### EXTRACTED MATERIAL
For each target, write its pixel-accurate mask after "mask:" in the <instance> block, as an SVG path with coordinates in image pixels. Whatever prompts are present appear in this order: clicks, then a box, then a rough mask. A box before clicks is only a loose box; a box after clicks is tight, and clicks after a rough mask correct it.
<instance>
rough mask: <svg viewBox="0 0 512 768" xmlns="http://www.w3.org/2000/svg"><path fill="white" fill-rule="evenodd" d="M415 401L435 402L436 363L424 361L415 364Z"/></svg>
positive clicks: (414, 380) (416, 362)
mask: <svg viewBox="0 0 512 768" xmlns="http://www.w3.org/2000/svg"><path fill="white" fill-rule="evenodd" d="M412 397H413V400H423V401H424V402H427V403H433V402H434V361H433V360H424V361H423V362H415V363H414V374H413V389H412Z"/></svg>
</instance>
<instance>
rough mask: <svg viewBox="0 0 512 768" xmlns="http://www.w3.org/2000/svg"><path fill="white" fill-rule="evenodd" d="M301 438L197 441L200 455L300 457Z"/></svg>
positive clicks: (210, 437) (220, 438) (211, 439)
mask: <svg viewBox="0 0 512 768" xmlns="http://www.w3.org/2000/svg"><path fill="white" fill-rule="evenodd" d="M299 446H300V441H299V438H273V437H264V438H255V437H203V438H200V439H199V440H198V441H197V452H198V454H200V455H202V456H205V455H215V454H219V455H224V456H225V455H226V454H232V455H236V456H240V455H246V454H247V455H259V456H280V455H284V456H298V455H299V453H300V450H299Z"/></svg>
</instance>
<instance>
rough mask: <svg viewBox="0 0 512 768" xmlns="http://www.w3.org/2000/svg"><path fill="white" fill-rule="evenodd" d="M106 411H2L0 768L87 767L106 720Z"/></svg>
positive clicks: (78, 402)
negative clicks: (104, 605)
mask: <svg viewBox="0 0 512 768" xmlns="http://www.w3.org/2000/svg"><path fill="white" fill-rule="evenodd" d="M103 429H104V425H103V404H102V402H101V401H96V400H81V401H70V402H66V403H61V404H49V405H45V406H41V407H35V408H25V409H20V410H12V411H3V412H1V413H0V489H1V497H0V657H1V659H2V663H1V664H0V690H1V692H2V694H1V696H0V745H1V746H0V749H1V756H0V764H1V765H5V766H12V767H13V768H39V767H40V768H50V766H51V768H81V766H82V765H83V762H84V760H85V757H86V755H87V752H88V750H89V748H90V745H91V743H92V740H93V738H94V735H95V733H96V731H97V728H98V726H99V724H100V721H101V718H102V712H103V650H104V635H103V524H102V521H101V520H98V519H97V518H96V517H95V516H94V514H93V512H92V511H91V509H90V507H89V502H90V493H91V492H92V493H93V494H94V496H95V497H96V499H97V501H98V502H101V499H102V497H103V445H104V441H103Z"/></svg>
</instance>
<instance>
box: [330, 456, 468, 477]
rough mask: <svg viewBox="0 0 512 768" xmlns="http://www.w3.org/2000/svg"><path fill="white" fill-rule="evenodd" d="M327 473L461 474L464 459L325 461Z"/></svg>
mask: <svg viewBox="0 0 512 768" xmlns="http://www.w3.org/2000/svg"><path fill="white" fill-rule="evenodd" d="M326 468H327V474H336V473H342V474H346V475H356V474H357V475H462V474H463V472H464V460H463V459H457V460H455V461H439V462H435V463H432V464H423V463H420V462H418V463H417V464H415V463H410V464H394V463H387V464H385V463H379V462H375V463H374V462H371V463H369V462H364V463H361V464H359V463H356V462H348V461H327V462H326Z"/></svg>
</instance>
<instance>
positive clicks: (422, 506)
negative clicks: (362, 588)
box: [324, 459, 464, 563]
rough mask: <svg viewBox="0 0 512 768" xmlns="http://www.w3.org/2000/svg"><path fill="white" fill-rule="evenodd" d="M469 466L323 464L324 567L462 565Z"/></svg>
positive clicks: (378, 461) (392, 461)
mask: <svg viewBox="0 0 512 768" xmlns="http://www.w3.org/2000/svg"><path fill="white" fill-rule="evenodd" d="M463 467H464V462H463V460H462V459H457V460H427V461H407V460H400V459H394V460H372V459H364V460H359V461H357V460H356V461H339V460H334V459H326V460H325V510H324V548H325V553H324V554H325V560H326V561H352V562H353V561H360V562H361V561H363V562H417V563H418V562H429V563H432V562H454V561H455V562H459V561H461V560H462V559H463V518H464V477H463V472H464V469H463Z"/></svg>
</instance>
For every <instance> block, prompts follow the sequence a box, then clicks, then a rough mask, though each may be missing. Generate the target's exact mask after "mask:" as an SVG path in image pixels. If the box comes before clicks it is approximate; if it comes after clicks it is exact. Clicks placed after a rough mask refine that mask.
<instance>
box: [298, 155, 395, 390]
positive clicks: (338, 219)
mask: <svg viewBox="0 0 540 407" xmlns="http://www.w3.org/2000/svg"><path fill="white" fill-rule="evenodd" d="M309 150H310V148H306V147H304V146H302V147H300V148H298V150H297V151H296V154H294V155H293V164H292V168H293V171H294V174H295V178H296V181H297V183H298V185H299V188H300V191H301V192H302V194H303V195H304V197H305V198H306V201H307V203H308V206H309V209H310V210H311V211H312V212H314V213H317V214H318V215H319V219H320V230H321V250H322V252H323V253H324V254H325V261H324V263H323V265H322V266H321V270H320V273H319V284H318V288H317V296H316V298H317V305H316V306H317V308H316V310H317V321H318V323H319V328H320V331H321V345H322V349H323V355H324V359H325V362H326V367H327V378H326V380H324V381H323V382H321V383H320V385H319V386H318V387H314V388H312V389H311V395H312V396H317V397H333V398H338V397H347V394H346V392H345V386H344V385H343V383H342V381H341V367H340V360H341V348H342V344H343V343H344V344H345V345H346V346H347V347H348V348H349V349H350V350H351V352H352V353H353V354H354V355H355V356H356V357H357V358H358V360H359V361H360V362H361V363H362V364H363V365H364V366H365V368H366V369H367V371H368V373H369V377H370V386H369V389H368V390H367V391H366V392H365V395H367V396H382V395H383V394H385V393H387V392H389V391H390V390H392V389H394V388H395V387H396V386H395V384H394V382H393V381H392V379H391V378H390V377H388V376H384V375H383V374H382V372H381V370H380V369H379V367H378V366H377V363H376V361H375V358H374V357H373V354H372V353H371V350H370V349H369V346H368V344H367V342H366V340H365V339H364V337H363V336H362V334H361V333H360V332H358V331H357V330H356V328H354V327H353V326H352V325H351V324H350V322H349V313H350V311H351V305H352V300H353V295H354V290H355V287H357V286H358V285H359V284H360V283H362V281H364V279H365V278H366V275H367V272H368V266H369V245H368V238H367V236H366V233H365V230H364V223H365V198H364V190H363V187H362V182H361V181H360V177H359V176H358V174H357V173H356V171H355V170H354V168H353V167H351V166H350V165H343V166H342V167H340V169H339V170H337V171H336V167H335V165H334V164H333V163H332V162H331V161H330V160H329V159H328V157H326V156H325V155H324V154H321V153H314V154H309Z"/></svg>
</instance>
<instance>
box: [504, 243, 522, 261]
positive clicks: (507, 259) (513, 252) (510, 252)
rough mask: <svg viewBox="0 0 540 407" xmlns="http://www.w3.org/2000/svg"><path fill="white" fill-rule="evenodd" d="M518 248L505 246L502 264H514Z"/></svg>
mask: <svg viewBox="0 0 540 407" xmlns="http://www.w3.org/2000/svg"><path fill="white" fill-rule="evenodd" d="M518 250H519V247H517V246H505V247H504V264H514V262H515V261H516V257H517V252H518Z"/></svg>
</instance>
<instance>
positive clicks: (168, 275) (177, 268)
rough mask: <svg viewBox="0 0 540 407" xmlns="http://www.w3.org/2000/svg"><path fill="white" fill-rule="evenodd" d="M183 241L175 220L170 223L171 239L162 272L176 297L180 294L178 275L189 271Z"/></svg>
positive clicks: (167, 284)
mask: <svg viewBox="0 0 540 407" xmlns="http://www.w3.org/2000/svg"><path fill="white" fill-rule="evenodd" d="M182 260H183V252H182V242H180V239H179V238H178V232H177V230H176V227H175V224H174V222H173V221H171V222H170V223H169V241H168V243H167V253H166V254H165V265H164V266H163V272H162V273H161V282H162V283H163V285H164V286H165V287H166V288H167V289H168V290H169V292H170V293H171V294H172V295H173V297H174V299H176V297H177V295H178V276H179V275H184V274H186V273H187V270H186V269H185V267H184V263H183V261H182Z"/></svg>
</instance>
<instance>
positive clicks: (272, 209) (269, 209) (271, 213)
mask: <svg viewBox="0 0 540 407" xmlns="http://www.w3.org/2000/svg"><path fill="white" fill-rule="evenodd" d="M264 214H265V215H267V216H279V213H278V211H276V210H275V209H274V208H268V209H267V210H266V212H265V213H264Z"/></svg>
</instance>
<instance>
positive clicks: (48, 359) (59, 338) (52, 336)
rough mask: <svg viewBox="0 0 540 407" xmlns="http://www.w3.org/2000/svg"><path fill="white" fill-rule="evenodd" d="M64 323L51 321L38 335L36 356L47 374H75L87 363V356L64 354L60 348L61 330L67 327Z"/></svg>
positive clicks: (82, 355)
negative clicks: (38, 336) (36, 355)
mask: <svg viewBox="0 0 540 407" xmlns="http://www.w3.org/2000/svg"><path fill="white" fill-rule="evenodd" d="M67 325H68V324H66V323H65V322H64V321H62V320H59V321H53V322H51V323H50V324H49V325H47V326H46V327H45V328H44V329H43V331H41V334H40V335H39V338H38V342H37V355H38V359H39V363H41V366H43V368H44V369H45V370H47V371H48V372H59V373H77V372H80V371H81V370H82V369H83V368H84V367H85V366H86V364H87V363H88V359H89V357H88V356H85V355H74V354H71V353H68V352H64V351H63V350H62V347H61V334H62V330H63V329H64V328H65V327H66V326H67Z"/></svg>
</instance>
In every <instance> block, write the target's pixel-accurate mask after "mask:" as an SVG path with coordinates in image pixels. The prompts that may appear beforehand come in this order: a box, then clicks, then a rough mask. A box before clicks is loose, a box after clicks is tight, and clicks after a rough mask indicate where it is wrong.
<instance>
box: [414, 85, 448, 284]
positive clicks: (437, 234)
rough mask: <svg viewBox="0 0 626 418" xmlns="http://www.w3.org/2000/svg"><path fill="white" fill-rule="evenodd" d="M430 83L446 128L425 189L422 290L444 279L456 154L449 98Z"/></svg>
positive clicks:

### WORK ITEM
Lines holding the string "tight" in the records above must be counted; give the number alone.

### EXERCISE OUTPUT
2